Thursday, November 25, 2010

Divine Causality and human will

The following poem seems to be an appropriate follow-up to the previous post. Actually, it was written a few months before I wrote the prolegomena, and oddly, it was not written in stevespell. Thus the title, assigning it to Jefferson as my way to honor him. The poem is part of The Pardaes Dokkumen, from the section Tranzkript ov the Hevvenlee Korten. You can find numerous other pieces from The Pardaes Dokkumen in this blog.

Found Beneath a Floorboard in Monticello

What is done in Ertha
That is true and good and compassionate
Is done also in the High Places
And established there in the Central Code.
But what is done here in Ertha
That is false or cruel or inaccurate
Is erased from Ertha
And barriers are erected in the High Places
That are compounded as those errors are repeated,
So that the good has amplified momentum
And what is not for good is increasingly diverted
And diminished in momentum.

However, even in the most corrupt actions
There are minute details of good.
Thus, as the ungood is thwarted,
Yet the fragments of good are promoted.

In all of our actions
Most is dross, to be cast off or thwarted
By the Divine Will.
But the pintele good,
Which is mostly poorly known to us,
Is amplified, that the Divine Will
Slowly, inexorably, works Its Purposes.

**Prompt 1**
Locate every line in the listing that contains the string "shrub", matching case, and copy each of those lines.
The blog post and the listing come from unrelated sources.

**Dataset records**

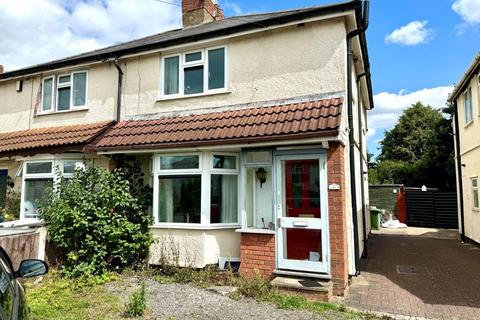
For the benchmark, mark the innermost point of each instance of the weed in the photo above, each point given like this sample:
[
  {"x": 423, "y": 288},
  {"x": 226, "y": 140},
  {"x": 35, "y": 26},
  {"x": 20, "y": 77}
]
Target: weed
[{"x": 138, "y": 302}]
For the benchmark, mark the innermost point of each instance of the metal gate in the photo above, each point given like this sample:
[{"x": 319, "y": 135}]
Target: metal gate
[{"x": 431, "y": 208}]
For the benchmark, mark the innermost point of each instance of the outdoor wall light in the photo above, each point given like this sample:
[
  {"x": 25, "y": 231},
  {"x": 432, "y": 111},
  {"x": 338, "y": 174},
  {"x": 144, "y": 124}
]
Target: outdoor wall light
[{"x": 261, "y": 175}]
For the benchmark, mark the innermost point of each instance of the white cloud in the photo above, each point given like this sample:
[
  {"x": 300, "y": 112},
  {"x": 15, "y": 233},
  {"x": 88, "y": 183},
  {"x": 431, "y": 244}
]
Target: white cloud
[
  {"x": 389, "y": 106},
  {"x": 411, "y": 34},
  {"x": 469, "y": 10},
  {"x": 42, "y": 30},
  {"x": 235, "y": 7}
]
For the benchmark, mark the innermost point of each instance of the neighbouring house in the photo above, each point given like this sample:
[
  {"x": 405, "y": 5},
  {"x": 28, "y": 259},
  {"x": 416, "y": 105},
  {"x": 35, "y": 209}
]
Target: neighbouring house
[
  {"x": 252, "y": 130},
  {"x": 465, "y": 100}
]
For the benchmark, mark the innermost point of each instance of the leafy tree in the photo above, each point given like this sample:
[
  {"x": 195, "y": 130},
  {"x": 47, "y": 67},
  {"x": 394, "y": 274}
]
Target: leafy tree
[
  {"x": 419, "y": 149},
  {"x": 97, "y": 221}
]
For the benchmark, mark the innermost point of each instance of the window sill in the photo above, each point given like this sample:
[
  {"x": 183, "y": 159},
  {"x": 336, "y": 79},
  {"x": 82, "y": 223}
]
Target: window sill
[
  {"x": 258, "y": 231},
  {"x": 61, "y": 112},
  {"x": 197, "y": 95},
  {"x": 193, "y": 226}
]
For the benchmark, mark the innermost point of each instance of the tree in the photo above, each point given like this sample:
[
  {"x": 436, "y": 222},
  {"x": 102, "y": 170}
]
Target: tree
[
  {"x": 419, "y": 149},
  {"x": 97, "y": 221}
]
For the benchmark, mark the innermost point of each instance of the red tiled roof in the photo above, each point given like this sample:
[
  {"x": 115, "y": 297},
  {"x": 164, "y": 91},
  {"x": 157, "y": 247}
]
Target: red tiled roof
[
  {"x": 17, "y": 141},
  {"x": 288, "y": 121}
]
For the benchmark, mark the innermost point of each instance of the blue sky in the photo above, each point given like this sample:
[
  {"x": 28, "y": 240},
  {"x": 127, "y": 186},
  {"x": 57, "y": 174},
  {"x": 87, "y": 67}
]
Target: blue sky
[{"x": 418, "y": 48}]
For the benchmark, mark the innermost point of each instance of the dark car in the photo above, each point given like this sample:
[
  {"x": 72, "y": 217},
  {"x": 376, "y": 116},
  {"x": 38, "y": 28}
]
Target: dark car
[{"x": 13, "y": 304}]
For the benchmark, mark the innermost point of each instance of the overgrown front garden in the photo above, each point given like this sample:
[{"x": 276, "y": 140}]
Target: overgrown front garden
[{"x": 99, "y": 222}]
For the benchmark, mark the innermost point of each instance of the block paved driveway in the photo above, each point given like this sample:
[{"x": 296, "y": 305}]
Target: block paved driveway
[{"x": 422, "y": 276}]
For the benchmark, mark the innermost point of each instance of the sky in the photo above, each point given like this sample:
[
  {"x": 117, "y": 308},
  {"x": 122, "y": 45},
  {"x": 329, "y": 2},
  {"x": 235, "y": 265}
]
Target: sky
[{"x": 418, "y": 48}]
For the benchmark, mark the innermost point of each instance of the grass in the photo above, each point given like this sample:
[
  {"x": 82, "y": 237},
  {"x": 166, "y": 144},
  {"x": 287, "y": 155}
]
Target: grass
[
  {"x": 59, "y": 298},
  {"x": 64, "y": 299}
]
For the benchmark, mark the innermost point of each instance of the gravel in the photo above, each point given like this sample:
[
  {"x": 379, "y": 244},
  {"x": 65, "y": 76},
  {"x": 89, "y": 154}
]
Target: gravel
[{"x": 180, "y": 301}]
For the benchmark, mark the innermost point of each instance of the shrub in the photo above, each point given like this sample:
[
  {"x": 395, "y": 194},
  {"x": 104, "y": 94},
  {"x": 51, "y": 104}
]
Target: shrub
[
  {"x": 97, "y": 222},
  {"x": 138, "y": 303}
]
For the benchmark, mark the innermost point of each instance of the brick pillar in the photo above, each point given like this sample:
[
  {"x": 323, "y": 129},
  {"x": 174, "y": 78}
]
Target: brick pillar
[
  {"x": 257, "y": 254},
  {"x": 337, "y": 218}
]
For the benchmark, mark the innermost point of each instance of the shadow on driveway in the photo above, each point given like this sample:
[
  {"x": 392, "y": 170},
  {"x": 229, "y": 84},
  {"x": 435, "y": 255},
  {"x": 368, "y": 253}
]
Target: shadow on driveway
[{"x": 419, "y": 275}]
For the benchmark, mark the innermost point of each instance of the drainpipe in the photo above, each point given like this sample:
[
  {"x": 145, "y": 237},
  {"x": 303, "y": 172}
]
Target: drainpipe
[
  {"x": 362, "y": 184},
  {"x": 351, "y": 134},
  {"x": 119, "y": 90},
  {"x": 459, "y": 170}
]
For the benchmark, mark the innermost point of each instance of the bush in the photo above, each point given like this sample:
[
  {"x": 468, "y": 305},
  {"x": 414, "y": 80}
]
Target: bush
[
  {"x": 138, "y": 303},
  {"x": 97, "y": 222}
]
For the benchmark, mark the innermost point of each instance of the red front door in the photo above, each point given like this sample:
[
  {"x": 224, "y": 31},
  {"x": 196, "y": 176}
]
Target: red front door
[{"x": 302, "y": 199}]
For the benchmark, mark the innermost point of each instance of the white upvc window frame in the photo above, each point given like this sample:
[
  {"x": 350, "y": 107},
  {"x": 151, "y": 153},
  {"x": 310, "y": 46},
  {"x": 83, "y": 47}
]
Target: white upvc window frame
[
  {"x": 56, "y": 163},
  {"x": 56, "y": 85},
  {"x": 205, "y": 170},
  {"x": 182, "y": 64},
  {"x": 255, "y": 164},
  {"x": 468, "y": 93},
  {"x": 474, "y": 190},
  {"x": 52, "y": 100}
]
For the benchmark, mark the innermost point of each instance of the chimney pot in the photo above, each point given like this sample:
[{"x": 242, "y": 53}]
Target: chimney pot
[{"x": 196, "y": 12}]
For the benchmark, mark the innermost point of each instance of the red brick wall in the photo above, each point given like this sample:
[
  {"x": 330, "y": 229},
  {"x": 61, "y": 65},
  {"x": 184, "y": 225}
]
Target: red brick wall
[
  {"x": 257, "y": 251},
  {"x": 337, "y": 219},
  {"x": 257, "y": 254}
]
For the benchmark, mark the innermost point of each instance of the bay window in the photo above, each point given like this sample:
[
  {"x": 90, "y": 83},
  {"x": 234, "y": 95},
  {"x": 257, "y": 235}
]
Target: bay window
[
  {"x": 38, "y": 176},
  {"x": 196, "y": 189},
  {"x": 259, "y": 190},
  {"x": 64, "y": 92},
  {"x": 195, "y": 72}
]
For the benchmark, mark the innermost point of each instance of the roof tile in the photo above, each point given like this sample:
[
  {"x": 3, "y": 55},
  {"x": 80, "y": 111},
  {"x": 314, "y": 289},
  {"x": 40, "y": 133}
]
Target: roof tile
[
  {"x": 50, "y": 137},
  {"x": 235, "y": 126}
]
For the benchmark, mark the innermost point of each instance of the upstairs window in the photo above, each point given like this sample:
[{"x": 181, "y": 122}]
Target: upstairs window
[
  {"x": 195, "y": 72},
  {"x": 467, "y": 103},
  {"x": 64, "y": 92}
]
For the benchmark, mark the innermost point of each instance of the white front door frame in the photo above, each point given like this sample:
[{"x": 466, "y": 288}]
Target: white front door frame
[{"x": 282, "y": 222}]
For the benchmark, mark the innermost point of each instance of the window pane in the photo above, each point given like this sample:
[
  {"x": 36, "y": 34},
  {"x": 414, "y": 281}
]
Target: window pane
[
  {"x": 258, "y": 157},
  {"x": 79, "y": 88},
  {"x": 180, "y": 198},
  {"x": 47, "y": 94},
  {"x": 69, "y": 167},
  {"x": 193, "y": 80},
  {"x": 259, "y": 198},
  {"x": 224, "y": 162},
  {"x": 171, "y": 75},
  {"x": 224, "y": 199},
  {"x": 216, "y": 68},
  {"x": 179, "y": 162},
  {"x": 195, "y": 56},
  {"x": 63, "y": 99},
  {"x": 64, "y": 79},
  {"x": 39, "y": 167},
  {"x": 34, "y": 193}
]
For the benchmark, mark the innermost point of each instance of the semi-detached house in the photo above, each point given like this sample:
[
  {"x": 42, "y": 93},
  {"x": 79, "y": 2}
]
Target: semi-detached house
[{"x": 251, "y": 128}]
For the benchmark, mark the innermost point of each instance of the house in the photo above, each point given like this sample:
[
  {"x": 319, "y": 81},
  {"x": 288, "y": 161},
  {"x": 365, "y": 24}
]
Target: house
[
  {"x": 465, "y": 100},
  {"x": 251, "y": 128}
]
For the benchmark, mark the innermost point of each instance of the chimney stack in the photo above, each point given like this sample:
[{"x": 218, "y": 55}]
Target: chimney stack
[{"x": 196, "y": 12}]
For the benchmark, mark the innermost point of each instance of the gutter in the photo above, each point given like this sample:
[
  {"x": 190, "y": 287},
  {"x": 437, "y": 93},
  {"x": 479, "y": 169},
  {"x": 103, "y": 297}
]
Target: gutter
[
  {"x": 119, "y": 90},
  {"x": 459, "y": 170},
  {"x": 363, "y": 23}
]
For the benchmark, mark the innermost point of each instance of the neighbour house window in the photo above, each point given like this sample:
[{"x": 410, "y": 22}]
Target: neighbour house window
[
  {"x": 259, "y": 190},
  {"x": 475, "y": 196},
  {"x": 468, "y": 106},
  {"x": 195, "y": 72},
  {"x": 38, "y": 176},
  {"x": 64, "y": 92},
  {"x": 197, "y": 188}
]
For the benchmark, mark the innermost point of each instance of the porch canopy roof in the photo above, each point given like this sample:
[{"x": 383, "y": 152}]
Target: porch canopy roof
[
  {"x": 285, "y": 121},
  {"x": 49, "y": 140}
]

**Prompt 2**
Retype the entire blog post on divine causality and human will, character for character.

**Complete output 1**
For the benchmark, mark the innermost point of each instance of the shrub in the photo above, each point given like this sample:
Target: shrub

**Complete output 2**
Thursday, November 25, 2010

Divine Causality and human will

The following poem seems to be an appropriate follow-up to the previous post. Actually, it was written a few months before I wrote the prolegomena, and oddly, it was not written in stevespell. Thus the title, assigning it to Jefferson as my way to honor him. The poem is part of The Pardaes Dokkumen, from the section Tranzkript ov the Hevvenlee Korten. You can find numerous other pieces from The Pardaes Dokkumen in this blog.

Found Beneath a Floorboard in Monticello

What is done in Ertha
That is true and good and compassionate
Is done also in the High Places
And established there in the Central Code.
But what is done here in Ertha
That is false or cruel or inaccurate
Is erased from Ertha
And barriers are erected in the High Places
That are compounded as those errors are repeated,
So that the good has amplified momentum
And what is not for good is increasingly diverted
And diminished in momentum.

However, even in the most corrupt actions
There are minute details of good.
Thus, as the ungood is thwarted,
Yet the fragments of good are promoted.

In all of our actions
Most is dross, to be cast off or thwarted
By the Divine Will.
But the pintele good,
Which is mostly poorly known to us,
Is amplified, that the Divine Will
Slowly, inexorably, works Its Purposes.